**** Trecho do documento

Karla Giacomin
Em plena ditadura militar, o ator e dramaturgo Plínio Marcos (1935-1999) disse que existiam duas possibilidades para o brasileiro: "Ou a gente nasce de bunda virada pra lua ou nasce cagado de arara. Não tem por onde. Assim é que é. Uns têm tudo logo de saída. Os outros só se estrepam. Não têm arreglo. É um puta de um jogo sujo de dar nojo. Eu vim na pior, com urubu pousado na minha sorte. Me entralhei de saída", escreveu em 1976.
Quando lhe disseram que textos como este eram um clássico, ele teria respondido que não. Mas que, infelizmente, como os problemas do Brasil não se modificam, acabariam vindo a ser.
Mal comparando, em fevereiro de 2011, enquanto presidente do Conselho Nacional dos Direitos do Idoso –sumariamente extinto pelo presidente Jair Messias Bolsonaro (PL)—, compartilhei com todos uma boa nova: quando soldados romanos iam para a guerra, havia uma saudação, "memento mori", que significa "lembre‑se de que você vai morrer". Hoje ainda digo "memento mori", mas lembrem-se que todos nós vamos morrer mais velhos.
A fala alertava para o envelhecimento intenso no Brasil e para os desafios de envelhecer em um país onde, antes de se tornar idosa, a pessoa já teria sido um cidadão sem garantia formal de direitos até 1988 e sem a concretização desses direitos até então. O que disse em 2011, mais de uma década depois, continua valendo.
A velhice é o presente recebido por 34 milhões de brasileiros, e o futuro aspirado por 176 milhões. Do que temos medo? De morrer? Não.

********
**** Linhas de dados

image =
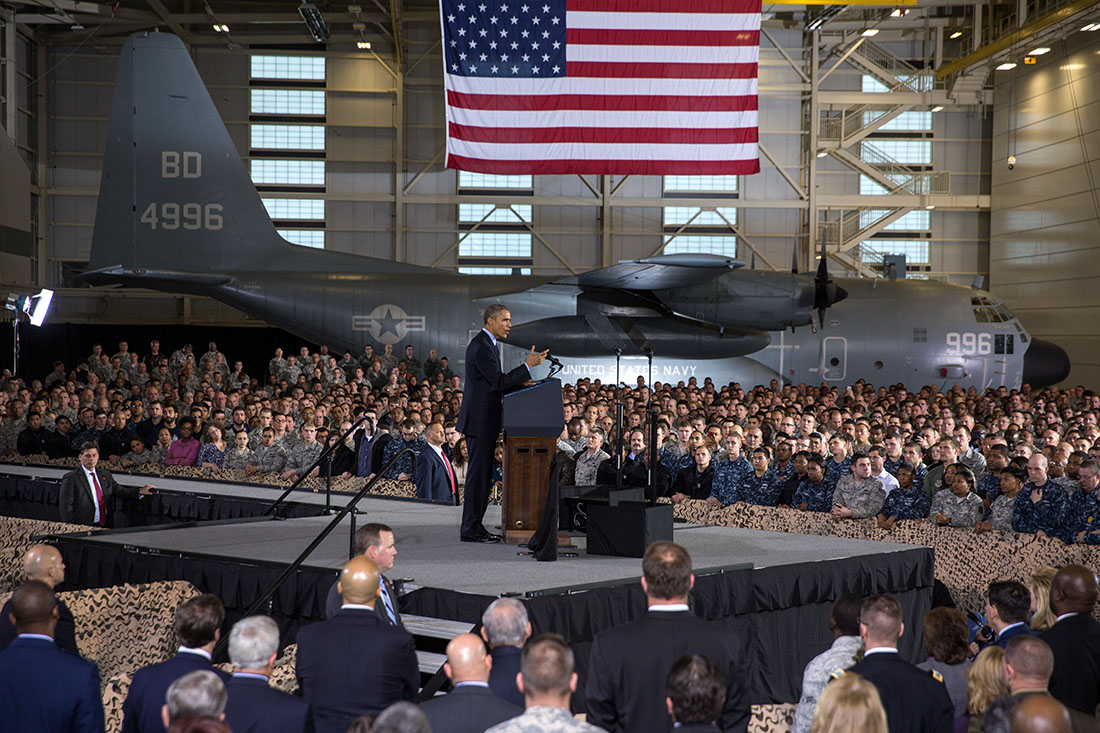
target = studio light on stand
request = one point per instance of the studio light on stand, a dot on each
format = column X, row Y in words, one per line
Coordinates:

********

Exercício proposto A:
Reescreva as linhas de dados de rotulagem acima trocando "on stand" por "on tripod" e mantendo todo o resto igual, sem incluir as imagens na resposta.
Exercício proposto B:
Dê continuidade ao texto sobre o envelhecimento no Brasil a partir da última frase apresentada.
O texto e as linhas de dados têm origens distintas.

Resultado do exercício A:
image =
target = studio light on tripod
request = one point per instance of the studio light on tripod, a dot on each
format = column X, row Y in words, one per line
Coordinates:

Resultado do exercício B:
Temos dificuldade em nos reconhecer no velho e na velhice que está diante e dentro de nós. Convivemos com a falta de acesso de milhões de brasileiros que não "têm tudo de saída", nascem sem a garantia de direitos fundamentais e ainda são submetidos a racismo, sexismo, capacitismo, xenofobia, aporofobia, idadismo.
E daí? Em que isso nos afeta? Diriam aqueles que nos governam e já nasceram à frente, com vantagens na saída.
Nosso maior medo é o de envelhecer dependendo de cuidados em um país que desconstrói políticas universais de direitos. Se a longevidade é uma experiência individual, envelhecer acontece no coletivo.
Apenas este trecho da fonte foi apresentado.